Problem 1:
Reproduce the forum thread on news summarization word for word.

Excerpt provided:
Allegedly (according to HP labs anyway) my 15 year old software[0] was state-of-the-art at this on the CNN dataset[1].
By my thing was very heuristic based, and couldn't generate new sentences like this can. I'm pretty impressed - I'd say some of the machine generated summaries are better than the human ones.
This is way too difficult to get right, even for humans.
I dream of a not-so-smart news summarization engine that will not try to rewrite the news, but only pickup all the numbers and quotations, then present them in a table of who-said-what and how-many-what, along with the title.
I wish you wouldn't be so dismissive of journalism and journalists. What they provide is not filler. Controversial though this opinion may be around here, there is serious value in having an actual carbon-based life form -- one who has spent years or decades covering whatever beat -- provide context and insight for the quotes and data. That they have become a dying breed spells real trouble for our civic life.
The journalists you describe are so few and far between that there needs to be a different term for them. The vast majority of the 'news' out there isn't anything close to what you described.
The HN crowd does not need context and insight, they can just google a few keywords and then skim a wikipedia article to achieve the expertise necessary to argue with others on a public forum...
Are you serious? Journalists have templates for news articles they just fill with some new data every time statistics numbers are released or a politician speaks.
> This would put an end to filler-based journalism.
No it might put an end to the filler-producing journalists, the so called journalism would still get produced, albeit by a bot.
The real journalists (in terms of a better differentiation) would then be even more drowned out in an ever growing dessert of CGH (computer generated headlines).
There's SUMMRY (http://smmry.com). I don't recall it being very smart -- that is, it doesn't rewrite sentences. It extracts the most important/relevant ones to basically shorten an article. It's definitely useful.
As an example, here is the Google article resumed by SUMMRY.
===
Research Blog: Text summarization with TensorFlow
Being able to develop Machine Learning models that can automatically deliver accurate summaries of longer text can be useful for digesting such large amounts of information in a compressed form, and is a long-term goal of the Google Brain team.

Problem 2:
Count the lines of the records that contain the string "road", treating uppercase and lowercase as different. Reply with only the number.

Labeled-object pointing entries:
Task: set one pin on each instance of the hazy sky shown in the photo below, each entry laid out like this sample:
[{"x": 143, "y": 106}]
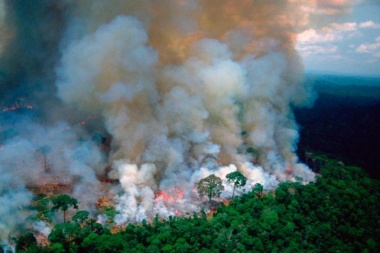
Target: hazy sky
[{"x": 349, "y": 44}]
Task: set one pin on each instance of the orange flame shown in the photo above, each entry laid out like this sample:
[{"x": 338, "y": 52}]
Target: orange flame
[{"x": 171, "y": 195}]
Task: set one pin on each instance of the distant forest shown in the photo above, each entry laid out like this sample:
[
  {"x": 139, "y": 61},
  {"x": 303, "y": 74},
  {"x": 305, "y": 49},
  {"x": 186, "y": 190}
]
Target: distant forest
[
  {"x": 337, "y": 213},
  {"x": 344, "y": 120}
]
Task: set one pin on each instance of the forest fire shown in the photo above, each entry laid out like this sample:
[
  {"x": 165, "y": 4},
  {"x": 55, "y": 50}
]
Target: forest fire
[
  {"x": 158, "y": 110},
  {"x": 170, "y": 196}
]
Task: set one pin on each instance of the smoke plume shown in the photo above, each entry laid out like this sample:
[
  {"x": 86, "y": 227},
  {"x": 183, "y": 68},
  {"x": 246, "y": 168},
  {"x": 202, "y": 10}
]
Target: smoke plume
[{"x": 180, "y": 89}]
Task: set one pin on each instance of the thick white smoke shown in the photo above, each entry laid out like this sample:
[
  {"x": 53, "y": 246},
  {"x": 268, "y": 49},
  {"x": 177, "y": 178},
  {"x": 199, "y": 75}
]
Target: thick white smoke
[
  {"x": 177, "y": 90},
  {"x": 184, "y": 88}
]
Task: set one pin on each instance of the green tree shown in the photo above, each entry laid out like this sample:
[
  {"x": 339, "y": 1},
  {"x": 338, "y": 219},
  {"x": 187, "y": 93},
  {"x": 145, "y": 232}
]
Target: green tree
[
  {"x": 238, "y": 179},
  {"x": 210, "y": 186},
  {"x": 63, "y": 202},
  {"x": 258, "y": 190},
  {"x": 81, "y": 217},
  {"x": 44, "y": 151}
]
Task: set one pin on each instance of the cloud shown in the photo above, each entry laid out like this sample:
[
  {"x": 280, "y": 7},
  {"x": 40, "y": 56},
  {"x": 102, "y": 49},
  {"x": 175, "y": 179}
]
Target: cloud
[
  {"x": 308, "y": 50},
  {"x": 369, "y": 24},
  {"x": 329, "y": 33},
  {"x": 370, "y": 48}
]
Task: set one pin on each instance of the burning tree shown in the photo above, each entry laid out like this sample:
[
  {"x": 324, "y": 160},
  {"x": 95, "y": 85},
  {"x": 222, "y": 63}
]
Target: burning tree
[
  {"x": 44, "y": 151},
  {"x": 210, "y": 186},
  {"x": 238, "y": 179},
  {"x": 63, "y": 202}
]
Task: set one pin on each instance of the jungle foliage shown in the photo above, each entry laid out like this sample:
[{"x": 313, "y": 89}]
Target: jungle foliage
[{"x": 339, "y": 212}]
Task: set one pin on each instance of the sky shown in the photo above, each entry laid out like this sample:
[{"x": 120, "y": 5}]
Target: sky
[{"x": 348, "y": 44}]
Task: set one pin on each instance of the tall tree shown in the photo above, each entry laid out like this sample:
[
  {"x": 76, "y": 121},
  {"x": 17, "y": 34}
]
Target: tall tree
[
  {"x": 63, "y": 202},
  {"x": 210, "y": 186},
  {"x": 238, "y": 179}
]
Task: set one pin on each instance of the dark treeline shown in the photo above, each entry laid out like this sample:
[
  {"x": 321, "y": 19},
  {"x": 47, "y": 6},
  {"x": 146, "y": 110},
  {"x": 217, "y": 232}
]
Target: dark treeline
[
  {"x": 344, "y": 121},
  {"x": 337, "y": 213}
]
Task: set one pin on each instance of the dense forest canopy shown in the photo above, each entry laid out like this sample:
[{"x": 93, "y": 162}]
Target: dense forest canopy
[{"x": 339, "y": 212}]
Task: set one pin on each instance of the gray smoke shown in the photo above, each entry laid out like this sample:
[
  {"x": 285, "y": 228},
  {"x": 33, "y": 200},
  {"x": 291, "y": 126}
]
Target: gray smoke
[{"x": 183, "y": 89}]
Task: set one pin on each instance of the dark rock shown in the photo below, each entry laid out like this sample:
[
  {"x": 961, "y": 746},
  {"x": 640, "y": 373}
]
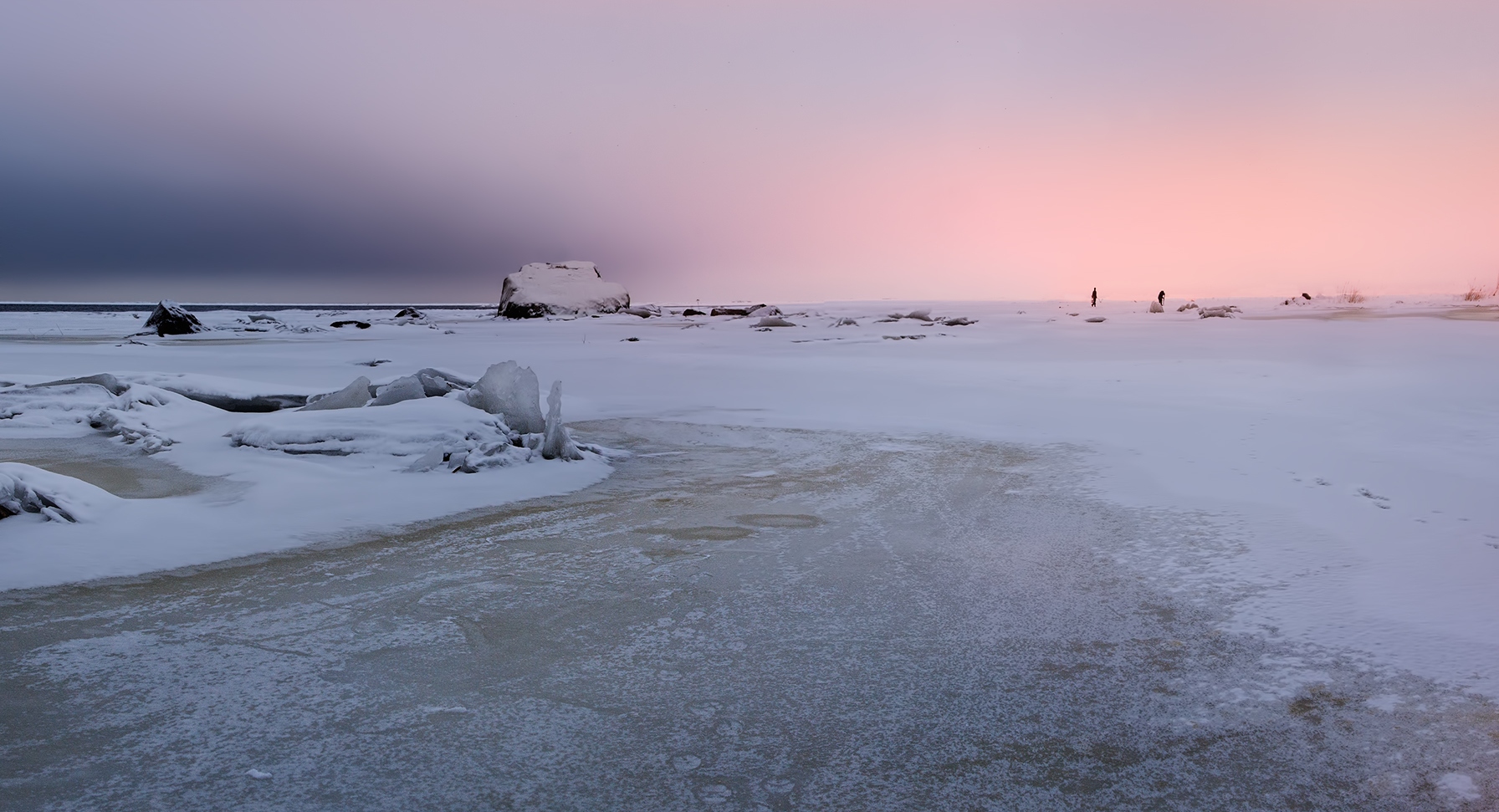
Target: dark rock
[
  {"x": 734, "y": 310},
  {"x": 249, "y": 405},
  {"x": 171, "y": 319},
  {"x": 560, "y": 288}
]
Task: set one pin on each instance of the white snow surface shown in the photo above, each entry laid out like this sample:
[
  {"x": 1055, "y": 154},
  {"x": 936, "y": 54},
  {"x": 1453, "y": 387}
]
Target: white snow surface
[{"x": 1347, "y": 452}]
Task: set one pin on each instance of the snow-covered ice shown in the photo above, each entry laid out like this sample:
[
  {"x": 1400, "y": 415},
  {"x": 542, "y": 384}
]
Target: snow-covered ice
[{"x": 1297, "y": 498}]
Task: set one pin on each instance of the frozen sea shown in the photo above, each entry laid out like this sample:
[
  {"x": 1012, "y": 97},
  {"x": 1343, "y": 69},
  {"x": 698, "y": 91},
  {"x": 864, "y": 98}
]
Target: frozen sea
[{"x": 1026, "y": 564}]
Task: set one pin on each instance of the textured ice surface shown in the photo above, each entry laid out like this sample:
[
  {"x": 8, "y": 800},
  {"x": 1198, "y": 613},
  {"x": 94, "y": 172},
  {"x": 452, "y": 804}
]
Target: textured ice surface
[
  {"x": 865, "y": 625},
  {"x": 558, "y": 442}
]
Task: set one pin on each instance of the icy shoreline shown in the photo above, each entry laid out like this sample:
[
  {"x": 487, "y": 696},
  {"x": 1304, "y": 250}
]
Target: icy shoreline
[{"x": 1351, "y": 447}]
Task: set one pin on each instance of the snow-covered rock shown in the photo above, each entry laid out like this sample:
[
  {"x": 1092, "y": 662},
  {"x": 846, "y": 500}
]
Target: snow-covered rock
[
  {"x": 32, "y": 490},
  {"x": 407, "y": 429},
  {"x": 1218, "y": 312},
  {"x": 560, "y": 288},
  {"x": 170, "y": 319},
  {"x": 511, "y": 391},
  {"x": 350, "y": 397}
]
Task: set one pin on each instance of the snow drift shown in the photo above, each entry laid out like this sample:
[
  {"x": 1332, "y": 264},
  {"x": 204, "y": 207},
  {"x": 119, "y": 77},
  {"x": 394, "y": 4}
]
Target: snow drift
[{"x": 560, "y": 288}]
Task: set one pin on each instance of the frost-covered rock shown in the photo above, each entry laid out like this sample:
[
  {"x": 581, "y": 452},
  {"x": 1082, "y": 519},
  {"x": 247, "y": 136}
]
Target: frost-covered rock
[
  {"x": 77, "y": 405},
  {"x": 1218, "y": 312},
  {"x": 438, "y": 382},
  {"x": 558, "y": 444},
  {"x": 734, "y": 310},
  {"x": 171, "y": 319},
  {"x": 32, "y": 490},
  {"x": 402, "y": 388},
  {"x": 110, "y": 382},
  {"x": 560, "y": 288},
  {"x": 350, "y": 397},
  {"x": 407, "y": 429},
  {"x": 511, "y": 391}
]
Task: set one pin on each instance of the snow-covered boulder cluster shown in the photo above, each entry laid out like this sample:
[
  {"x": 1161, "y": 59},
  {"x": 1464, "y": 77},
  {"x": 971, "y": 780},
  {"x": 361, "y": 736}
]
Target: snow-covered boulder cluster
[
  {"x": 171, "y": 319},
  {"x": 438, "y": 418},
  {"x": 560, "y": 289}
]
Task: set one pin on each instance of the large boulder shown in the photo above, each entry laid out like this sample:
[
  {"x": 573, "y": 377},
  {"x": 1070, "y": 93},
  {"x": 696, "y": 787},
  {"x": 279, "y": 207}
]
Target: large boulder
[
  {"x": 171, "y": 319},
  {"x": 560, "y": 288},
  {"x": 511, "y": 391}
]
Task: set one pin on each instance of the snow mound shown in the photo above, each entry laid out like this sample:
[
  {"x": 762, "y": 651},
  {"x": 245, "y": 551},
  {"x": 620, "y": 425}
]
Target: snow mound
[
  {"x": 407, "y": 429},
  {"x": 110, "y": 382},
  {"x": 56, "y": 498},
  {"x": 560, "y": 288},
  {"x": 511, "y": 391}
]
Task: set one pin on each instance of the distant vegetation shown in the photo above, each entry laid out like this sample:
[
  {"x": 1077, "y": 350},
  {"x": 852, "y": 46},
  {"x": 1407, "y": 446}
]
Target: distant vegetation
[{"x": 1477, "y": 293}]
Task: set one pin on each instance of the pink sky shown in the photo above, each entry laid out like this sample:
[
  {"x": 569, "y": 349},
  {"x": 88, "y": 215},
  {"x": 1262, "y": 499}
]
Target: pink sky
[{"x": 852, "y": 151}]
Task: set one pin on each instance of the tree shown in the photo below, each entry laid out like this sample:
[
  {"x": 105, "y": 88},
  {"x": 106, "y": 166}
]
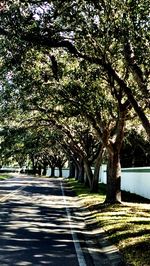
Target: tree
[{"x": 112, "y": 35}]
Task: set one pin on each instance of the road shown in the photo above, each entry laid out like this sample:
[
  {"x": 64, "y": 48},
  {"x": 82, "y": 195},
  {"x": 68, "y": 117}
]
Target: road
[{"x": 37, "y": 224}]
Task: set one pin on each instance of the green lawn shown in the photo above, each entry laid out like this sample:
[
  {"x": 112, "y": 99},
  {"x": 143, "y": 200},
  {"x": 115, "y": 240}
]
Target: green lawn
[
  {"x": 4, "y": 176},
  {"x": 126, "y": 224}
]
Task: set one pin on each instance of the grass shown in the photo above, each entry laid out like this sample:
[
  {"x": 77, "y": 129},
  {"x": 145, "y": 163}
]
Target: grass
[
  {"x": 127, "y": 225},
  {"x": 4, "y": 176}
]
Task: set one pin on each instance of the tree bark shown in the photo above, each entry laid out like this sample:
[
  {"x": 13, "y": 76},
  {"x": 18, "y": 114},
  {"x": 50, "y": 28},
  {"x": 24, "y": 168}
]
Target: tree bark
[
  {"x": 113, "y": 192},
  {"x": 52, "y": 171},
  {"x": 60, "y": 171},
  {"x": 88, "y": 171},
  {"x": 71, "y": 169},
  {"x": 95, "y": 181}
]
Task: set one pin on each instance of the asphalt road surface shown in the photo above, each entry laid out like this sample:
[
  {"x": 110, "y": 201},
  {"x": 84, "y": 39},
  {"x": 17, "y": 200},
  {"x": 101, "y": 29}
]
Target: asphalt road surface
[{"x": 37, "y": 224}]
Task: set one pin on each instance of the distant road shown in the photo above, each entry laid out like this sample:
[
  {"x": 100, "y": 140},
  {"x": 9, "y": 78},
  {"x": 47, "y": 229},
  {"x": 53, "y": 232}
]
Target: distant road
[{"x": 37, "y": 226}]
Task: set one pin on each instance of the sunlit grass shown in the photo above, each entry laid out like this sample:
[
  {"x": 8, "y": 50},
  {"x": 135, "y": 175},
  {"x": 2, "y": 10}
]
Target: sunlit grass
[
  {"x": 126, "y": 224},
  {"x": 2, "y": 177}
]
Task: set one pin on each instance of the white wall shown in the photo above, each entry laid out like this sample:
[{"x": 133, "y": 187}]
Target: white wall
[
  {"x": 134, "y": 180},
  {"x": 65, "y": 172}
]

Correct answer 1:
Allegedly (according to HP labs anyway) my 15 year old software[0] was state-of-the-art at this on the CNN dataset[1].
By my thing was very heuristic based, and couldn't generate new sentences like this can. I'm pretty impressed - I'd say some of the machine generated summaries are better than the human ones.
This is way too difficult to get right, even for humans.
I dream of a not-so-smart news summarization engine that will not try to rewrite the news, but only pickup all the numbers and quotations, then present them in a table of who-said-what and how-many-what, along with the title.
I wish you wouldn't be so dismissive of journalism and journalists. What they provide is not filler. Controversial though this opinion may be around here, there is serious value in having an actual carbon-based life form -- one who has spent years or decades covering whatever beat -- provide context and insight for the quotes and data. That they have become a dying breed spells real trouble for our civic life.
The journalists you describe are so few and far between that there needs to be a different term for them. The vast majority of the 'news' out there isn't anything close to what you described.
The HN crowd does not need context and insight, they can just google a few keywords and then skim a wikipedia article to achieve the expertise necessary to argue with others on a public forum...
Are you serious? Journalists have templates for news articles they just fill with some new data every time statistics numbers are released or a politician speaks.
> This would put an end to filler-based journalism.
No it might put an end to the filler-producing journalists, the so called journalism would still get produced, albeit by a bot.
The real journalists (in terms of a better differentiation) would then be even more drowned out in an ever growing dessert of CGH (computer generated headlines).
There's SUMMRY (http://smmry.com). I don't recall it being very smart -- that is, it doesn't rewrite sentences. It extracts the most important/relevant ones to basically shorten an article. It's definitely useful.
As an example, here is the Google article resumed by SUMMRY.
===
Research Blog: Text summarization with TensorFlow
Being able to develop Machine Learning models that can automatically deliver accurate summaries of longer text can be useful for digesting such large amounts of information in a compressed form, and is a long-term goal of the Google Brain team.

Correct answer 2:
6